[What is expected] Rewrite the listing below with "tan combat boot" swapped for "tan military boot" and nothing else altered, leaving out the pictures.

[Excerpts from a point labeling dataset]
────────

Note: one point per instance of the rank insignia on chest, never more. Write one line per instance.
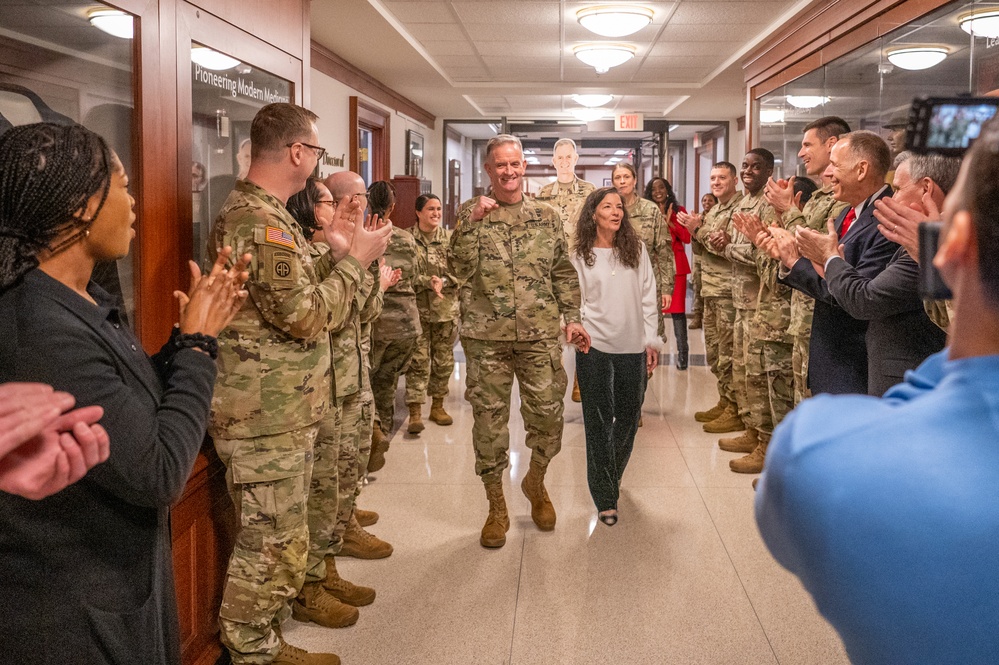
(277, 236)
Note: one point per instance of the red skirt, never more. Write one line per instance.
(679, 303)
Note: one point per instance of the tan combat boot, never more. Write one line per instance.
(438, 414)
(728, 421)
(712, 413)
(360, 544)
(498, 521)
(415, 418)
(753, 462)
(316, 604)
(289, 655)
(533, 486)
(344, 591)
(744, 443)
(365, 517)
(379, 446)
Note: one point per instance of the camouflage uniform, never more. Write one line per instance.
(272, 391)
(516, 280)
(568, 200)
(716, 290)
(819, 208)
(395, 331)
(745, 294)
(433, 358)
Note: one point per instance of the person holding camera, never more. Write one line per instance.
(888, 516)
(899, 333)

────────

[Task solution]
Note: one point per instance of the rank insignia on chest, never more. Write one line per instance.
(277, 236)
Note: one point per instance of the red skirt, never more. Write one line per instance.
(679, 303)
Note: one point per instance of the tan military boot, never more. Write one line per instance.
(438, 414)
(728, 421)
(712, 413)
(360, 544)
(498, 521)
(415, 418)
(753, 462)
(316, 604)
(289, 655)
(533, 486)
(344, 591)
(744, 443)
(365, 517)
(379, 446)
Note: one point per instance of the camouflage uniform, never more. Write one line per instance.
(272, 391)
(516, 280)
(568, 200)
(716, 290)
(819, 208)
(395, 331)
(745, 294)
(433, 358)
Note: one point per instance of the person holding camera, never more. Write one line per instance.
(888, 516)
(899, 333)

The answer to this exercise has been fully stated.